> Directions: Convert the lines below into a JSON list of strings, one string per line, and skip blank lines. Leave the pictures out.

-------- Input for this task --------

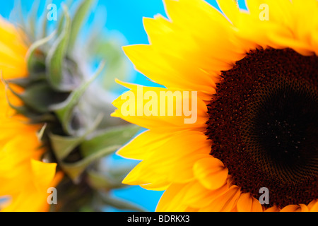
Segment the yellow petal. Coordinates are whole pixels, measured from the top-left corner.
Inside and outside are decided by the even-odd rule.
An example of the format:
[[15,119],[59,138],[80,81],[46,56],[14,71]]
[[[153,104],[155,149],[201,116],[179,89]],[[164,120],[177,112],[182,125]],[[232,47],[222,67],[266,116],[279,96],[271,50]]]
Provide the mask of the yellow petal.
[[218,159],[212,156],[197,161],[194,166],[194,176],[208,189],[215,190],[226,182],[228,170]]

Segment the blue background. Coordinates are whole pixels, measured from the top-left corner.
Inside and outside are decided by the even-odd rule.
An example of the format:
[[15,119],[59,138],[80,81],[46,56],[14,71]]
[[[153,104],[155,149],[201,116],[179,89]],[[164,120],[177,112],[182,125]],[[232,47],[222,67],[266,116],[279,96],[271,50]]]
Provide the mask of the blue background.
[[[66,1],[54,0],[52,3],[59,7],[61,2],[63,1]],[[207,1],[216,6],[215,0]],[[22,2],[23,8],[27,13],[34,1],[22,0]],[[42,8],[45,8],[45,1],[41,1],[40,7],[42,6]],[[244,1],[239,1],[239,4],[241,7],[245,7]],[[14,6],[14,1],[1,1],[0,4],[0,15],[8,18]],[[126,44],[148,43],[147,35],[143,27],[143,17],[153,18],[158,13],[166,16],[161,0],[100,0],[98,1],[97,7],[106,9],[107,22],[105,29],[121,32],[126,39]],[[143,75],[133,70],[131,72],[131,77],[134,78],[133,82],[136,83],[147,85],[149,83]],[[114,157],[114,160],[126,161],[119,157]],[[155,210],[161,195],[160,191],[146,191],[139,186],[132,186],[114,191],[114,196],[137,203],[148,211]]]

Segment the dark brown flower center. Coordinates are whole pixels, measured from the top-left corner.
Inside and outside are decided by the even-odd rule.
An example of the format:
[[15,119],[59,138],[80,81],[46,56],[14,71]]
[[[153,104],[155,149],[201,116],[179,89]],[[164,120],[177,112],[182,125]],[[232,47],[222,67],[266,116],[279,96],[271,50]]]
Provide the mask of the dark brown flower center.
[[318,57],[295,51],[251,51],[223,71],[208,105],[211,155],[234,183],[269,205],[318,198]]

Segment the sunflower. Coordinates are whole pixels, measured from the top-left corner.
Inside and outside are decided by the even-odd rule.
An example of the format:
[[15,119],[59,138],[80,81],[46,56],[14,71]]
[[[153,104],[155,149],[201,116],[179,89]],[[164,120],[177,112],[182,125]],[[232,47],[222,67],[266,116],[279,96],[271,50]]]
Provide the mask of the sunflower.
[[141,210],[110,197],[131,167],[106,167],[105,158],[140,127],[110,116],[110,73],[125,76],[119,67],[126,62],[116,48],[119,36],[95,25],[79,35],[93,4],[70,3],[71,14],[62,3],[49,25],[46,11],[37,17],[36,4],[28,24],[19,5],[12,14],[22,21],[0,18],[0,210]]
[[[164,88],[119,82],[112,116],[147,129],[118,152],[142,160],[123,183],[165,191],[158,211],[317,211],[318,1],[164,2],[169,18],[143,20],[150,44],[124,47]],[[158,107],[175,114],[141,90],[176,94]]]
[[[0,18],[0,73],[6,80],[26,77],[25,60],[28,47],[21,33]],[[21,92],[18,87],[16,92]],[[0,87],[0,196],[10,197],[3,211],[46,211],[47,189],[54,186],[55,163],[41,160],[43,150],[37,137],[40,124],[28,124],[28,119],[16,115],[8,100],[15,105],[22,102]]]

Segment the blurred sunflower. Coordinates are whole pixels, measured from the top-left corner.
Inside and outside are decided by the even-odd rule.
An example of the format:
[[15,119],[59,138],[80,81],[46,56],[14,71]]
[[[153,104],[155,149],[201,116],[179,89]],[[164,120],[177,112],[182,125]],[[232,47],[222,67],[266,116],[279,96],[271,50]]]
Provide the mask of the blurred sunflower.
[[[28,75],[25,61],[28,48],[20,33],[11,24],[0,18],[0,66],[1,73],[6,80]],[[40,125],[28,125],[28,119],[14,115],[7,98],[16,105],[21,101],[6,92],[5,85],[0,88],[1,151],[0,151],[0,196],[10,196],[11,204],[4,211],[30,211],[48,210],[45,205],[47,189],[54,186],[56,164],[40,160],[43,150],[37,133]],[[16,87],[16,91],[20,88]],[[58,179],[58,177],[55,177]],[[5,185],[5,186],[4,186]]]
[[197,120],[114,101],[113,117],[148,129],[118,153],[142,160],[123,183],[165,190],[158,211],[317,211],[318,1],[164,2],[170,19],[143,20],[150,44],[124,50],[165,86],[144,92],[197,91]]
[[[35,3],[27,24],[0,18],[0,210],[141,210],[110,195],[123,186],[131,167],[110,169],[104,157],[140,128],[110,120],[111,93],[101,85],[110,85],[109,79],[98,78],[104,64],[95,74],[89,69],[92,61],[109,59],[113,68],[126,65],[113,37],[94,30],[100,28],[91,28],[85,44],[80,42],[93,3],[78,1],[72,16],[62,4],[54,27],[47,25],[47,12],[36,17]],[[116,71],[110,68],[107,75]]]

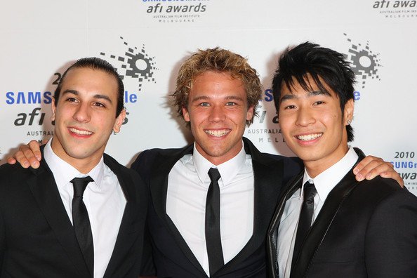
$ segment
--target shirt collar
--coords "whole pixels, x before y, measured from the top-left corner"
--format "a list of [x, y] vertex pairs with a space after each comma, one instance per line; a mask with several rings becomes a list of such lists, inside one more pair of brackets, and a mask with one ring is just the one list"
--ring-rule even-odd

--------

> Problem solution:
[
  "Segment the yellow petal. Coordinates are whole pixels, measured from the top-left corner.",
  "Inside and outside are decided by the even-odd rule.",
  "An example of the format:",
  "[[15,119],[59,138],[80,81],[46,56],[14,71]]",
  "[[[153,104],[155,149],[201,116],[179,89]],[[164,120],[177,112],[182,125]],[[232,47],[222,67],[266,116],[279,96],[271,50]]]",
  "Provide the mask of the yellow petal.",
  "[[218,159],[212,156],[197,161],[194,166],[194,176],[208,189],[215,190],[226,182],[228,170]]",
  "Segment the blue background. Coordinates are whole pixels, measured from the top-left corner.",
  "Inside and outside are decided by the even-odd rule.",
  "An example of the format:",
  "[[15,119],[59,138],[80,81],[46,56],[14,71]]",
  "[[[153,104],[155,149],[201,116],[179,89]],[[164,120],[177,112],[182,125]],[[232,47],[222,67],[266,116],[279,96],[271,50]]]",
  "Provide the mask of the blue background.",
  "[[[66,1],[54,0],[52,3],[59,7],[61,2],[63,1]],[[207,1],[216,6],[215,0]],[[22,2],[23,8],[27,13],[34,1],[22,0]],[[42,8],[45,8],[45,1],[41,1],[40,7],[42,6]],[[244,1],[239,1],[239,4],[241,7],[245,7]],[[14,6],[14,1],[1,1],[0,4],[0,15],[8,18]],[[126,44],[148,43],[147,35],[143,27],[143,17],[153,18],[158,13],[166,16],[161,0],[100,0],[98,1],[97,7],[106,9],[107,22],[105,29],[121,32],[126,39]],[[143,75],[133,70],[131,72],[131,77],[134,78],[133,82],[136,83],[147,85],[149,83]],[[114,157],[114,160],[126,161],[119,157]],[[155,210],[161,195],[160,191],[146,191],[139,186],[132,186],[114,191],[114,196],[137,203],[148,211]]]",
  "Segment the dark brown flower center. Coordinates are whole pixels, measured from the top-left corner.",
  "Inside and outside are decided by the even-odd rule.",
  "An example of the format:",
  "[[15,119],[59,138],[80,81],[46,56],[14,71]]",
  "[[[153,104],[155,149],[201,116],[179,89]],[[164,120],[177,112],[182,125]],[[232,47],[222,67],[266,116],[279,96],[271,50]]]",
  "Provide the mask of the dark brown flower center.",
  "[[318,57],[295,51],[251,51],[223,71],[208,105],[211,155],[234,183],[269,205],[318,198]]",
  "Segment the sunflower. Coordinates are whole pixels, measured from the top-left corner.",
  "Inside and outside are decided by the even-odd rule.",
  "An example of the format:",
  "[[15,119],[59,138],[80,81],[46,56],[14,71]]",
  "[[[153,104],[155,149],[201,116],[179,89]],[[164,120],[177,112],[182,125]],[[232,47],[222,67],[266,116],[279,96],[271,50]]]",
  "Provide the mask of the sunflower.",
  "[[141,210],[110,197],[131,167],[106,167],[105,158],[140,127],[110,116],[110,73],[125,76],[119,67],[126,62],[116,48],[119,36],[95,25],[79,35],[93,4],[70,3],[71,14],[62,3],[49,25],[46,11],[37,17],[36,4],[28,24],[19,5],[12,14],[22,21],[0,18],[0,210]]",
  "[[[164,88],[119,82],[112,116],[147,129],[118,152],[142,160],[123,183],[165,191],[158,211],[317,211],[318,1],[164,2],[169,18],[143,20],[150,44],[124,47]],[[158,107],[175,114],[141,90],[176,94]]]",
  "[[[0,18],[0,73],[6,80],[26,77],[25,60],[28,47],[21,33]],[[21,92],[18,87],[16,92]],[[0,87],[0,196],[10,197],[3,211],[46,211],[47,189],[54,186],[55,163],[41,160],[43,150],[37,137],[40,124],[28,124],[28,119],[16,115],[8,100],[15,105],[22,102]]]",
  "Segment the blurred sunflower. Coordinates are whole pixels, measured from the top-left corner.",
  "Inside and outside are decided by the even-odd rule.",
  "An example of the format:",
  "[[15,119],[59,138],[80,81],[46,56],[14,71]]",
  "[[[153,104],[155,149],[201,116],[179,89]],[[164,120],[177,112],[182,125]],[[232,47],[222,67],[266,116],[279,96],[271,50]]]",
  "Provide the mask of the blurred sunflower.",
  "[[[28,75],[25,61],[28,48],[20,33],[11,24],[0,18],[0,66],[1,73],[6,80]],[[40,125],[28,125],[28,119],[14,115],[7,98],[16,105],[21,101],[6,92],[5,85],[0,88],[1,151],[0,151],[0,196],[10,196],[11,204],[4,211],[30,211],[48,210],[45,205],[47,189],[54,186],[56,164],[40,160],[43,150],[37,133]],[[16,87],[16,91],[20,88]],[[58,179],[58,177],[55,177]],[[5,185],[5,186],[4,186]]]",
  "[[197,120],[114,101],[113,117],[148,129],[118,153],[142,160],[123,183],[165,190],[158,211],[317,211],[318,1],[164,2],[170,19],[143,20],[150,44],[124,50],[165,86],[144,92],[197,91]]",
  "[[[35,3],[27,24],[0,18],[0,210],[141,210],[110,195],[123,186],[131,167],[110,169],[104,157],[140,128],[110,120],[111,93],[101,85],[110,85],[109,79],[98,78],[104,64],[95,74],[89,69],[92,61],[109,59],[113,68],[126,65],[113,37],[94,30],[100,28],[91,28],[85,44],[80,42],[93,3],[78,1],[72,16],[62,4],[54,27],[47,25],[47,12],[36,17]],[[116,71],[110,68],[107,75]]]",
  "$ segment",
  "--target shirt collar",
  "--coords \"whole pixels, x before y, measured from the top-left corner\"",
  "--format \"a list of [x, y] vertex pairs with a space after each comma, one instance per line; a mask with several rings becomes a list of such lists, inside one more pair of brackets, and a mask with one ring is just the one list\"",
  "--ring-rule even-odd"
]